**Given data:**

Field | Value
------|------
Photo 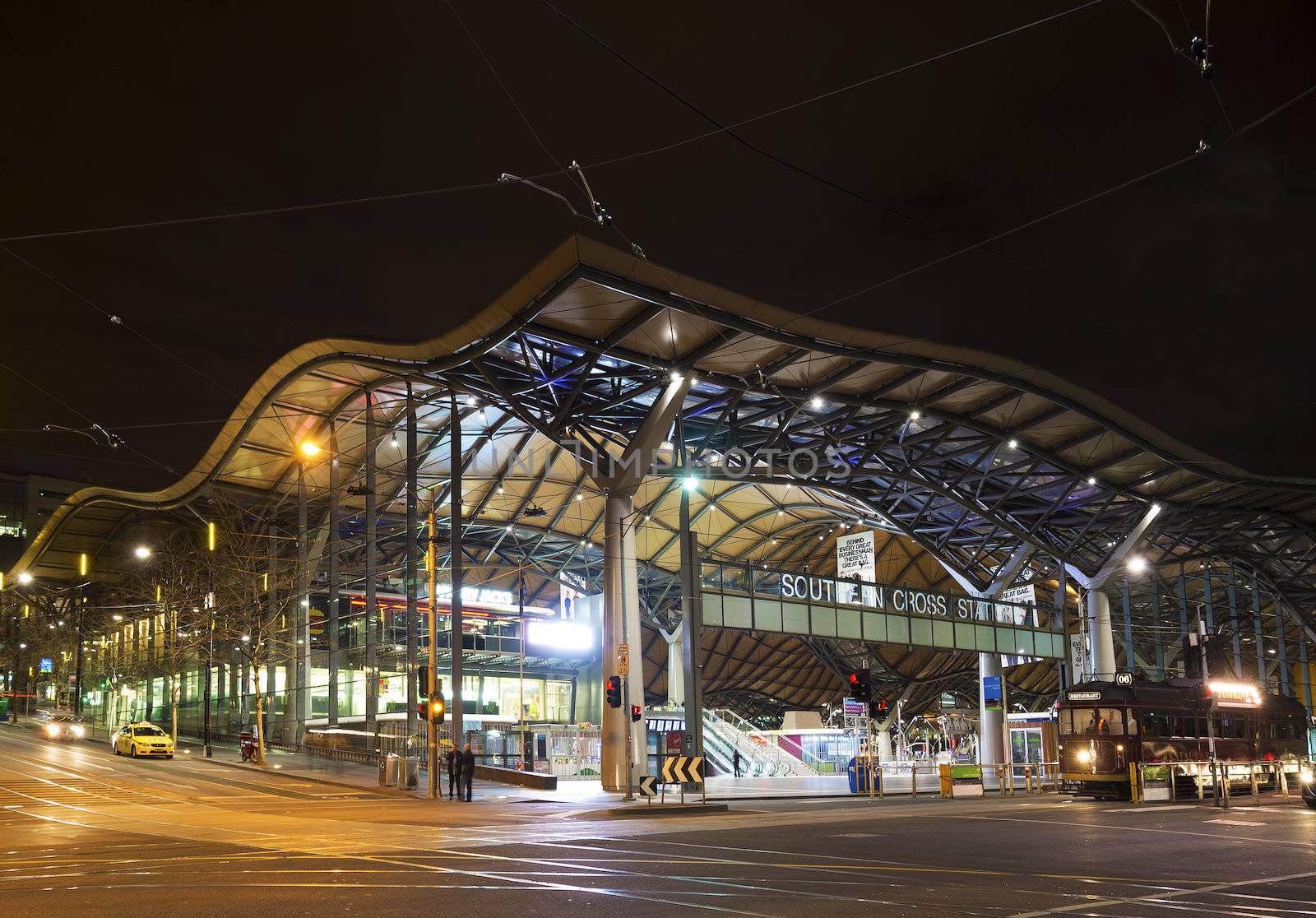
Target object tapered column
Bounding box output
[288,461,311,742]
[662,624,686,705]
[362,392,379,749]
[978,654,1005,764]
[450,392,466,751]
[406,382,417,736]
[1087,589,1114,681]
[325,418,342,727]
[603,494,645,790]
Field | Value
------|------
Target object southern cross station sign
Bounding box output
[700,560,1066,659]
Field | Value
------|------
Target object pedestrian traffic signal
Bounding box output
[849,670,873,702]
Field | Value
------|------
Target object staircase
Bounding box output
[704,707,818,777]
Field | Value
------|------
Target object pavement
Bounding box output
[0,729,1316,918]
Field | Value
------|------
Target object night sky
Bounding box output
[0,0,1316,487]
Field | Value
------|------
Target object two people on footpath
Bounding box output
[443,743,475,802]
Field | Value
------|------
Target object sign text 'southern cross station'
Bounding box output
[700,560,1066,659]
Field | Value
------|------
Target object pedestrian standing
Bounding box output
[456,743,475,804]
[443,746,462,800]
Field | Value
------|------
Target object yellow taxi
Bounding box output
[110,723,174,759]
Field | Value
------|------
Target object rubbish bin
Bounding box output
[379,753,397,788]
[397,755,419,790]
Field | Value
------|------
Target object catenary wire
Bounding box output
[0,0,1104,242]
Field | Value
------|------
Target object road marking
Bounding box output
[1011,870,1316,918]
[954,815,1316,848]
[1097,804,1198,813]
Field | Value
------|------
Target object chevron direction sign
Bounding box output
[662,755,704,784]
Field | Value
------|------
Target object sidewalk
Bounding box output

**Given request:**
Update the listing above so that "rubbish bin" reads "trash can" throughout, with nothing else changed. Omit the images from your version.

**Final answer:**
Field | Value
------|------
Photo 
Target object tapered column
Bounding box output
[288,461,311,742]
[662,624,686,705]
[362,392,379,749]
[978,654,1005,764]
[450,392,466,751]
[406,382,417,736]
[1087,589,1114,681]
[325,418,342,727]
[603,494,645,790]
Field | Value
------|------
Target object southern cross station sign
Bounding box output
[700,560,1066,659]
Field | Value
------|------
Target object pedestrian traffic signal
Bounding box output
[849,670,873,702]
Field | Value
------|------
Target object staircase
Bounding box output
[704,707,818,777]
Field | Value
------|------
Target object pavement
Bounding box output
[0,729,1316,918]
Field | Value
------|------
Target object night sky
Bounding box output
[0,0,1316,487]
Field | Value
------|------
Target object two people on footpath
Bounding box output
[443,743,475,802]
Field | Value
------|------
Target object sign text 'southern cross station'
Bounding box output
[700,560,1066,659]
Field | Value
------|------
Target object pedestrian standing
Bounding box output
[456,743,475,804]
[443,746,462,800]
Field | Value
------|------
Target object yellow taxi
Bounding box output
[110,723,174,759]
Field | Value
------|------
Target object trash can
Bounding box output
[379,753,397,788]
[397,755,419,790]
Field | Value
------|------
Target object catenary wire
Bounding box output
[0,0,1104,242]
Field | Value
------|------
Target object road marking
Bounding box output
[1011,870,1316,918]
[954,815,1316,848]
[1097,804,1198,813]
Field | Value
------|------
Target object chevron direction sign
Bounding box output
[662,755,704,784]
Field | Value
------|------
Target object sidewalk
Bounding box output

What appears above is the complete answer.